● **Exercise description**:
Rewrite each of the records below as one item in a numbered list, leaving out any blank lines.

● **Provided records**:
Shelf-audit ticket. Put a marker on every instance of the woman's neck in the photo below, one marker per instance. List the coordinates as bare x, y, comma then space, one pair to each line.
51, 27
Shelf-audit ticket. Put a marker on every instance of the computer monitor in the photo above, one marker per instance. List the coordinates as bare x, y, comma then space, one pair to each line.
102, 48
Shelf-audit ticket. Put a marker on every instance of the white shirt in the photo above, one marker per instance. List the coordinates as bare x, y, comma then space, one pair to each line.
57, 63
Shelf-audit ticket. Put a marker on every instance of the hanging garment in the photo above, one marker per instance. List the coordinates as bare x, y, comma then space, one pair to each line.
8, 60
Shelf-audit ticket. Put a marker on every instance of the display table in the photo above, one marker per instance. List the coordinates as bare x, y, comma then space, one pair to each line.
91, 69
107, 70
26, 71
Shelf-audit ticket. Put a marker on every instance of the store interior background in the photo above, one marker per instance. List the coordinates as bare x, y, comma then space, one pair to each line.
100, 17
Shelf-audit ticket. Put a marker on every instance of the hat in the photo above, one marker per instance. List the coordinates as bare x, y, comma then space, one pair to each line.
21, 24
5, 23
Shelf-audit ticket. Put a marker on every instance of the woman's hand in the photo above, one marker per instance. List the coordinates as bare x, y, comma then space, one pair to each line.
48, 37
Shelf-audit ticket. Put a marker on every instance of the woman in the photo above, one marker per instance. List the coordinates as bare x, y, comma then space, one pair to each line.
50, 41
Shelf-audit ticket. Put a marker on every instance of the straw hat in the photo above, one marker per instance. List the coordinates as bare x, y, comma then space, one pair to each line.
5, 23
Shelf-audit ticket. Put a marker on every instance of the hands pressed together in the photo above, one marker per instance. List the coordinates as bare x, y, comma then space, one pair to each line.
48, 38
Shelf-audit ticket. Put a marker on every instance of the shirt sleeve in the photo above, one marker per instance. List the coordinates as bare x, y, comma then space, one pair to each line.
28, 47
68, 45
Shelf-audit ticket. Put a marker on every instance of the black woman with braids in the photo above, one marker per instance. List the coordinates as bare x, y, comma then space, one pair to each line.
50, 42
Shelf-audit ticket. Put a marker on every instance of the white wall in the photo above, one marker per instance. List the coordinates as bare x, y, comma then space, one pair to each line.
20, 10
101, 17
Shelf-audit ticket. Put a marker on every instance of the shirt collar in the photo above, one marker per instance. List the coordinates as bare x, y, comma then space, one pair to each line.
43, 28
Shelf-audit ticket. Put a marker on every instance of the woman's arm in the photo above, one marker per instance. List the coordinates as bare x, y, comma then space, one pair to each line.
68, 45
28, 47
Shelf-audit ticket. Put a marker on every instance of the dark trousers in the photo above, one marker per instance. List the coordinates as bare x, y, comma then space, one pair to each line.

● **Exercise result**:
1. Shelf-audit ticket. Put a marker on every instance of the woman's neck in the photo below, one marker per instance. List the coordinates as bare x, y, comma then space, one pair to each line.
2. 51, 27
3. Shelf-audit ticket. Put a marker on every instance of the computer monitor in the photo above, one marker per instance. List the coordinates as bare x, y, comma then space, one pair to each line.
4. 102, 48
5. Shelf-audit ticket. Put a marker on every instance of the white shirt in the photo above, one marker per instance. List the coordinates as bare x, y, comma then space, one pair to each line.
6. 57, 63
7. Shelf-audit ticket. Put a marker on every instance of the hanging garment in the photo above, one marker per instance. List the coordinates as bare x, y, comma then space, one pair to each line.
8. 8, 60
9. Shelf-audit ticket. Put a marker on every instance of the display table in the photo above, one marker per instance. List the coordinates as bare x, y, comma then space, one pair to each line.
10. 91, 69
11. 107, 70
12. 26, 71
13. Shelf-audit ticket. Put a marker on every instance of the store interior background in the photo above, one marker per instance. List the coordinates as bare x, y, comma then space, one pair to each line.
14. 100, 17
15. Shelf-audit ticket. Put a marker on every instance of the hat in the photo above, one marker per instance. List the coordinates as bare x, y, comma then space, one pair to each line.
16. 21, 24
17. 5, 23
18. Shelf-audit ticket. Put a marker on every instance of the woman's hand in the photo above, one marker per instance. List the coordinates as bare x, y, comma then space, one pair to each line.
19. 48, 37
20. Shelf-audit ticket. Put a marker on every instance of the woman in the photo above, one marker per instance. List the coordinates as bare x, y, comma then space, one pair to each line.
21. 50, 41
22. Shelf-audit ticket. Put a marker on every instance of the straw hat in the photo above, one marker per instance. List the coordinates as bare x, y, comma then space, one pair to each line.
23. 5, 23
24. Shelf-audit ticket. Put a marker on every instance of the hands pressed together in the photo above, one marker per instance. List the coordinates as bare x, y, comma then space, one pair to each line.
25. 48, 38
26. Shelf-audit ticket. Put a marker on every instance of the shirt sleeve in the photo above, one marker per instance. List the coordinates as bare x, y, comma then space, one pair to each line.
27. 28, 47
28. 68, 45
29. Shelf-audit ticket. Put a marker on every instance of the black woman with braids in the photo above, one marker per instance. List the coordinates as bare x, y, comma then space, one pair to each line.
30. 50, 42
31. Shelf-audit ticket. Put a marker on every instance of the white wall in the photo above, one marker per instance. List the coordinates as bare x, y, comma then space, one pair to each line.
32. 20, 10
33. 101, 17
34. Shelf-audit ticket. Put a marker on every instance of the shirt collar in the photo above, one marker per instance. List the coordinates as bare x, y, comma then space, one pair to each line.
35. 43, 28
36. Shelf-audit ticket. Put a marker on every instance of the woman's arm in the photo above, one marker per instance. List the coordinates as bare x, y, comma then space, one pair to each line.
37. 68, 45
38. 28, 47
39. Shelf-audit ticket. Put a marker on every instance of the dark trousers in the photo above, one marker per instance. List the coordinates as bare x, y, comma then space, one pair to each line.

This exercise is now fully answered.